Segment Start: EXTRACT PROVIDED

People read car fronts just as they do human faces

Washington, November 26 : A statistical analysis has confirmed that many people see human facial features in the front end of automobiles, and ascribe various personality traits to cars.

Published in the journal Human Nature, this is the first study to probe whether cars have faces, an idea that researchers product designers and filmmakers have long toyed with.

"The study confirmed with some rigor what many people have already felt -- that cars seem to have consistent personality traits associated with them, and that this is similar to the way people perceive facial expressions," said Dennis Slice, an associate professor in Florida State University's Department of Scientific Computing.

"The most unique aspect of the study was that we were able to quantitatively link the perception of cars to aspects of their physical structure in a way that allows us to generate a car that would project, say, aggression, anger or masculinity or the opposite traits," Slice added.

As a guest professor at the University of Vienna, Slice joined forces with study's lead author and doctoral student Sonja Windhager to explore the link between perception and the geometry of a car front and its parts.

Segment End: EXTRACT PROVIDED

TASK TO CARRY OUT
Reproduce the article on how people read car fronts as faces in full, word for word.

Segment Start: GIVEN INFORMATION

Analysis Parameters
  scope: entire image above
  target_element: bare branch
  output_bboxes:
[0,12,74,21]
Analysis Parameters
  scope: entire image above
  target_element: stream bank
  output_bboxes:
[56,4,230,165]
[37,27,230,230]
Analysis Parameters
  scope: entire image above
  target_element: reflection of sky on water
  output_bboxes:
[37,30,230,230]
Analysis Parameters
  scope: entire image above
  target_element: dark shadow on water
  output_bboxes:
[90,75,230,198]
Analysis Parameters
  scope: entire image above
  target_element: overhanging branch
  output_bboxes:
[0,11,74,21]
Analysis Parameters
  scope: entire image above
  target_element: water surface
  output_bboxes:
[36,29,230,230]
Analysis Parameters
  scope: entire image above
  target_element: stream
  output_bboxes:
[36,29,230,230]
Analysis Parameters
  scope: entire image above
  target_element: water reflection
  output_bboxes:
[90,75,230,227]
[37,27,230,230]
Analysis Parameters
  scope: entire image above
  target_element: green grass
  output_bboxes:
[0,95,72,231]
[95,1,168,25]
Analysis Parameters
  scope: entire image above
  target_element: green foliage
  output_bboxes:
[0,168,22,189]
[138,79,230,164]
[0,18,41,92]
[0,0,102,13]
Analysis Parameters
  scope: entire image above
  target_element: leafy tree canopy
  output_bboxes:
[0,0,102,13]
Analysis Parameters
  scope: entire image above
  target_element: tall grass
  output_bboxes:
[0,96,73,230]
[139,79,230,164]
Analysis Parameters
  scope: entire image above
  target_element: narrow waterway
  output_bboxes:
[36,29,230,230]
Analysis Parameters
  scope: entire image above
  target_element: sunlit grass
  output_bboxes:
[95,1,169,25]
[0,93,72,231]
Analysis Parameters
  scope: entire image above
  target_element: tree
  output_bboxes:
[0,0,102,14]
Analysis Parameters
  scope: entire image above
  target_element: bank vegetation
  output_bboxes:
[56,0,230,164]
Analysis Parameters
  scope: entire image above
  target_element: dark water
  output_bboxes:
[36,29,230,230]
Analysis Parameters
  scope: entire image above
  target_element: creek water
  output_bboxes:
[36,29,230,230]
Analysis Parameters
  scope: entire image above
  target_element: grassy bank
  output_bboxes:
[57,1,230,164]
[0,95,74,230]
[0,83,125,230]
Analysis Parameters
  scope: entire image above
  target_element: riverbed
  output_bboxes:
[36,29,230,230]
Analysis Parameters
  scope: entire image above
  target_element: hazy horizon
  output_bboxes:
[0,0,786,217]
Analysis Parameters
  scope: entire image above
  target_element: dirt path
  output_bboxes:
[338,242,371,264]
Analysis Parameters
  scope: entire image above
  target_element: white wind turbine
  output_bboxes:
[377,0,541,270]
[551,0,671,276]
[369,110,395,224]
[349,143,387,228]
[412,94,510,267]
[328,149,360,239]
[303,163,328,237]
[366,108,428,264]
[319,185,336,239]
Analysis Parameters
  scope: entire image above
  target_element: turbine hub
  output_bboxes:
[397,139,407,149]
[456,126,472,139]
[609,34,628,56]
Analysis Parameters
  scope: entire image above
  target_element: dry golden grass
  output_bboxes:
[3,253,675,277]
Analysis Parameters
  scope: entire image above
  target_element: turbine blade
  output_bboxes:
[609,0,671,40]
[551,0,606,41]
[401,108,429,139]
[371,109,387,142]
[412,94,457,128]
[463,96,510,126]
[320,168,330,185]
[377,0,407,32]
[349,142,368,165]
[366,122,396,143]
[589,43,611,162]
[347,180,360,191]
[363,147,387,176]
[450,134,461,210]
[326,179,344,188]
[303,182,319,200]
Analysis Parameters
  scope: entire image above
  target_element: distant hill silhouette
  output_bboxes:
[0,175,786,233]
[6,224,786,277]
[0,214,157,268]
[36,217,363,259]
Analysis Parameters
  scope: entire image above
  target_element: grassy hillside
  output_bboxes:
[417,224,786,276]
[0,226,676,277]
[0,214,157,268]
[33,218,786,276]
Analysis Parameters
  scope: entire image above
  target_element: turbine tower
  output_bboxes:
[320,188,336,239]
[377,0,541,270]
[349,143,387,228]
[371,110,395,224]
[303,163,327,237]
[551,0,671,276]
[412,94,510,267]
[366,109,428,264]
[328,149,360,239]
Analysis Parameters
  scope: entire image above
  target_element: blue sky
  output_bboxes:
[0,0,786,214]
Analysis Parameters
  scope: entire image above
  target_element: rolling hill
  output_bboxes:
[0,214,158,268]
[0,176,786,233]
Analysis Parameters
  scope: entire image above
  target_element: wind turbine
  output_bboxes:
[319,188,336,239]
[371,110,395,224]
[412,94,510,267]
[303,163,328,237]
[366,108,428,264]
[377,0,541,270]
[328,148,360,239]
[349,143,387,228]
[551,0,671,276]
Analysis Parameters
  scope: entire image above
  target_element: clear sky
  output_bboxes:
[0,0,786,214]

Segment End: GIVEN INFORMATION

RESULT OF THIS TASK
People read car fronts just as they do human faces

Washington, November 26 : A statistical analysis has confirmed that many people see human facial features in the front end of automobiles, and ascribe various personality traits to cars.

Published in the journal Human Nature, this is the first study to probe whether cars have faces, an idea that researchers product designers and filmmakers have long toyed with.

"The study confirmed with some rigor what many people have already felt -- that cars seem to have consistent personality traits associated with them, and that this is similar to the way people perceive facial expressions," said Dennis Slice, an associate professor in Florida State University's Department of Scientific Computing.

"The most unique aspect of the study was that we were able to quantitatively link the perception of cars to aspects of their physical structure in a way that allows us to generate a car that would project, say, aggression, anger or masculinity or the opposite traits," Slice added.

As a guest professor at the University of Vienna, Slice joined forces with study's lead author and doctoral student Sonja Windhager to explore the link between perception and the geometry of a car front and its parts.